Can you reproduce the material below with "pine cone" swapped out for "snowflake" everywhere and everything else left unchanged?
>> begin Supplied information
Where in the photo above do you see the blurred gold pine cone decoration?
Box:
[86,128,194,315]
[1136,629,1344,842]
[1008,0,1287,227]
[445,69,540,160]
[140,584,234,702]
>> end Supplied information
:: Result for this task ::
Where in the photo above do you see the blurred gold snowflake decoration?
Box:
[86,128,194,315]
[1136,629,1344,842]
[1008,0,1287,227]
[445,69,540,160]
[140,584,234,702]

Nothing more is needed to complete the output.